» What you need to do:
Find each line below containing the word "point" and copy it.

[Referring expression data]

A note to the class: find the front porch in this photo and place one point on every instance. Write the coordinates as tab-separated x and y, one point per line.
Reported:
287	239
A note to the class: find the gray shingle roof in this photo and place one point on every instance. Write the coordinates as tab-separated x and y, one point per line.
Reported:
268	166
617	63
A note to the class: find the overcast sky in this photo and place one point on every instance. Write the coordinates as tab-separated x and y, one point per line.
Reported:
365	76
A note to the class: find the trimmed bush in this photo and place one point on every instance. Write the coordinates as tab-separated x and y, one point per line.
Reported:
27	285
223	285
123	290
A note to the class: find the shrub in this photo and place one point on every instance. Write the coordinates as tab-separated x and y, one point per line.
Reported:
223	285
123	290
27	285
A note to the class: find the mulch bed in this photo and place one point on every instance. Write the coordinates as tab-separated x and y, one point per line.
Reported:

» Output below:
A note to the class: find the front porch in this photo and place one point on every instance. Write the coordinates as tab-separated x and y, one point per line.
A note to the class: find the gray shingle roof in this photo and place one point on every instance. Write the coordinates as tab-separated x and y, one point per line.
A note to the class: find the overcast sky in this photo and place one point on every instance. Write the coordinates as tab-separated x and y, one point per line.
A note to the class: find the trimmed bush in this photo and place one point on every instance. Write the coordinates as tab-separated x and y, one point per line.
A note to the class: find the shrub in this photo and place one point on every instance. Write the coordinates as tab-separated x and y, one point per line.
A note to the class: find the mulch bed in this photo and place one point on every instance. Write the coordinates as tab-separated x and y, one point per line.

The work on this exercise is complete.